INFORMATION GIVEN:
>>>>>

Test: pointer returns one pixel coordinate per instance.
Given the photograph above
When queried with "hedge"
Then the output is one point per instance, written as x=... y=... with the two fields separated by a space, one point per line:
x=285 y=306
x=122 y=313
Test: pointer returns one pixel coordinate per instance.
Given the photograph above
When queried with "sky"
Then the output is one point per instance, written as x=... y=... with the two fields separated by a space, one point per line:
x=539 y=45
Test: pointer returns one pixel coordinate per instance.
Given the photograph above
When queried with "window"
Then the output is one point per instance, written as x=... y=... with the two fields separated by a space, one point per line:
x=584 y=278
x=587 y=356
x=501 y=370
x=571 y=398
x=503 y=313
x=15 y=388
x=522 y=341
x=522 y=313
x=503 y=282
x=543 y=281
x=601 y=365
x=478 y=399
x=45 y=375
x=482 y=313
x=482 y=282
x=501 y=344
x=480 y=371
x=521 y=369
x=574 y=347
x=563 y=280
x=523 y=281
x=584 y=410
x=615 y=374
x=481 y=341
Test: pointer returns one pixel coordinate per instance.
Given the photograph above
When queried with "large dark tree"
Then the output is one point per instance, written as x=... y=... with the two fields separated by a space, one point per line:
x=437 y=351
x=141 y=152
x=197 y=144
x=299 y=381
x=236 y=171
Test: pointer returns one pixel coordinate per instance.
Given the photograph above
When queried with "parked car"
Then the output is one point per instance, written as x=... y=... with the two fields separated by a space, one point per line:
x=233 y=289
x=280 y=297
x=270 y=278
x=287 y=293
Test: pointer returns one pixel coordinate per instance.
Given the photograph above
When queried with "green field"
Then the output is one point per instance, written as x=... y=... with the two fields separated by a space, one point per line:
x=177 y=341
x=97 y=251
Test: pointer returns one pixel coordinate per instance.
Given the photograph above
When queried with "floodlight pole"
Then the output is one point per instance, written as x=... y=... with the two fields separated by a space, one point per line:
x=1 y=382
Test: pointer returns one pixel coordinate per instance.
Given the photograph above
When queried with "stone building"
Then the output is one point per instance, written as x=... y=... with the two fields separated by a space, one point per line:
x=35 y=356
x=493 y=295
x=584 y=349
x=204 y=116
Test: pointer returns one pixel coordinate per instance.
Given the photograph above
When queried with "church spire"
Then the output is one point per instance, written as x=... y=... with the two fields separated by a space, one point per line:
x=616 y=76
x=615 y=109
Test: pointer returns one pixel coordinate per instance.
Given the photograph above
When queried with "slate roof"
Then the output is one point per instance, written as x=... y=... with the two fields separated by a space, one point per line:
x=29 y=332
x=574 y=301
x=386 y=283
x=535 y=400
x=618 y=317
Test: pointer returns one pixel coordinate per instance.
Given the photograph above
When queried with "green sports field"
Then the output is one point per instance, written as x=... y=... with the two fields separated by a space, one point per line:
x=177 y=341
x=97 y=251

<<<<<

EXERCISE DESCRIPTION: Rewrite all of the records above, putting "locator" wherever "pointer" occurs and changing nothing else.

FULL SOLUTION:
Test: locator returns one pixel coordinate per instance.
Given the photograph above
When queried with "hedge"
Then the output is one point per instance, written as x=... y=... with the two fields separated by a space, one point per line:
x=285 y=306
x=122 y=313
Test: locator returns one pixel coordinate per instance.
Given the photograph above
When queried with "sky"
Then the output is one point per instance, written as x=... y=... with the two fields separated by a space, one point per line:
x=539 y=45
Test: locator returns one pixel coordinate per instance.
Given the photograph above
When queried with "window"
Then the output is one point per instance, written as x=... y=... with the two fields separated by a space, one point per line:
x=584 y=278
x=587 y=356
x=501 y=370
x=571 y=398
x=503 y=313
x=15 y=388
x=522 y=341
x=522 y=313
x=503 y=282
x=543 y=281
x=601 y=365
x=478 y=399
x=45 y=375
x=482 y=313
x=482 y=282
x=501 y=344
x=480 y=371
x=521 y=369
x=574 y=347
x=563 y=280
x=523 y=281
x=584 y=410
x=615 y=374
x=481 y=341
Test: locator returns one pixel coordinate per instance.
Given the photograph above
When queried with "large dark tree"
Then the output is one point per instance, written as x=... y=... with the two fields separated by a space, one point per line:
x=437 y=351
x=141 y=152
x=197 y=144
x=299 y=381
x=236 y=171
Test: locator returns one pixel coordinate per instance.
Given the photograph above
When queried with "parked car"
Then the output is one point per instance, written as x=... y=... with the two fields separated by a space, one point per line:
x=233 y=289
x=280 y=297
x=270 y=278
x=287 y=293
Test: locator returns one pixel coordinate per instance.
Given the photograph above
When queried with "green field"
Then the output is one point per instance, written as x=... y=... with the two fields separated by a space, one point per line:
x=177 y=341
x=97 y=251
Test: locator returns one pixel coordinate per instance.
Given the photograph above
When queried with "floodlight pole"
Then the output is one point per instance, written as x=... y=... with the two fields separated by a space, one point per line:
x=1 y=382
Test: locator returns one pixel coordinate per instance.
Given the photograph above
When queried with "stone building"
Then the output is one point per instance, written as x=... y=... with the two fields separated by a space, one point per line:
x=35 y=356
x=493 y=295
x=584 y=349
x=204 y=116
Test: locator returns one pixel coordinate per instance.
Given the photograph above
When queried with "church spire"
Then the output is one point per instance, written as x=... y=... with the two fields separated by a space, one point per line:
x=616 y=76
x=615 y=109
Test: locator returns one pixel coordinate per instance.
Given the photograph above
When queried with "slate roof"
Then the output is one point per instance, written as x=... y=... with the two fields separated by a space, one point per line:
x=29 y=332
x=574 y=301
x=386 y=283
x=535 y=400
x=618 y=317
Test: locator returns one pixel coordinate per instance.
Given the photograph above
When queried with "green sports field"
Then the output is one point per instance, written as x=... y=... with the two fields separated by a space, one point per line:
x=177 y=341
x=97 y=251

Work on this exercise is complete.